-- REQUIREMENT --
Copy the rows below word for word, and leave the pictures out of your copy.

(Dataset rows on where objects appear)
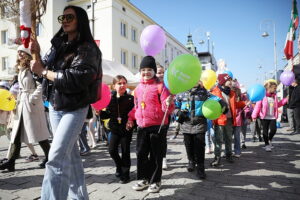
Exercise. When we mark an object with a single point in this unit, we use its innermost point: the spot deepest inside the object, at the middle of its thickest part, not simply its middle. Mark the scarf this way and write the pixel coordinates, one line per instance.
(270, 94)
(225, 89)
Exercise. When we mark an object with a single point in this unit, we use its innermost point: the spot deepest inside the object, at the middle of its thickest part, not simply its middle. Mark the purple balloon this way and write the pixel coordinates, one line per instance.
(153, 40)
(287, 78)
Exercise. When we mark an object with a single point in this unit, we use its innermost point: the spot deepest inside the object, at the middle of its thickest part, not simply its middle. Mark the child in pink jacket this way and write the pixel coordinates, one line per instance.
(152, 99)
(267, 110)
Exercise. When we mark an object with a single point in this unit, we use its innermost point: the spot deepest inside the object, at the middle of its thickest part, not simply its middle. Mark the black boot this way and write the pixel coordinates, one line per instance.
(229, 158)
(42, 165)
(9, 165)
(216, 162)
(200, 172)
(191, 166)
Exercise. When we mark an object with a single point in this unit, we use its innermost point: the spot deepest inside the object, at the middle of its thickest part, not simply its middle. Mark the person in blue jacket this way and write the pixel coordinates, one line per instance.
(194, 125)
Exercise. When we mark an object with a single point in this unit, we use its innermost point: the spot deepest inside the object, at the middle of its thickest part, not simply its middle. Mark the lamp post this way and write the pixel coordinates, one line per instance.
(266, 34)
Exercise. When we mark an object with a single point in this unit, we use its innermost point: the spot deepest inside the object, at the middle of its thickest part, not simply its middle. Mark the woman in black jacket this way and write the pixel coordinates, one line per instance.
(71, 74)
(117, 111)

-- RESPONSE TO THIS TASK --
Exercise. When we mark an object with a single point in this unit, we use its innermost point: the spot deepest inside the object, at the middle of its thickest part, not simply its middle. Mark the scarf this way and write the pixel coordinates, one line per instance.
(270, 94)
(225, 89)
Exercise. When we mark an object with a single point in this unit, we use its innermost point: the spot deepest inside the object, at the middle of its thickest part, not simply its middle. Mark the purple balloon this way and write the pixel coordinates, one line per instance.
(153, 40)
(287, 78)
Exercise. When we mark an object with a single point in this unit, we use its innermost point: the spot deepest inside the object, at the middle of its thickest part, not simply its middle. Mark the child in pink jacket this way and write the pixel coordinates, one line per instance.
(152, 99)
(267, 110)
Exercise. When we mark an object with a single point in this unit, we use its innermost point: the spot deepest inside the object, at the middle of its thickest part, not simply its middle. Mark the black boot this way and write the pixel coordinates, one line per instance.
(229, 158)
(42, 165)
(9, 165)
(216, 162)
(200, 172)
(191, 166)
Exercise. When we mark an object with a single point in this unit, we use its innermost point: the spot deepest inside the object, at the middle of its thickest part, not simply its middle. Mark the person in blue jacket this way and write the pixel coordinates, one line per instance.
(194, 125)
Exercise. When we mark an object with a single point in this unit, we use its innermost point: the spot deepest inside the object, at the middle of its thickest part, not simply its middle. Mark the lamp post this way and write the pixel coordinates, one line per instance.
(266, 34)
Exercise. When we mark an object with a single point in this unit, we use its innermost point: the spot deepest inside the object, at the middle of its thickest part, not simply its middle. Mark the woman in black jacket this way and write the pixel coordinates, one line per instance.
(71, 74)
(117, 111)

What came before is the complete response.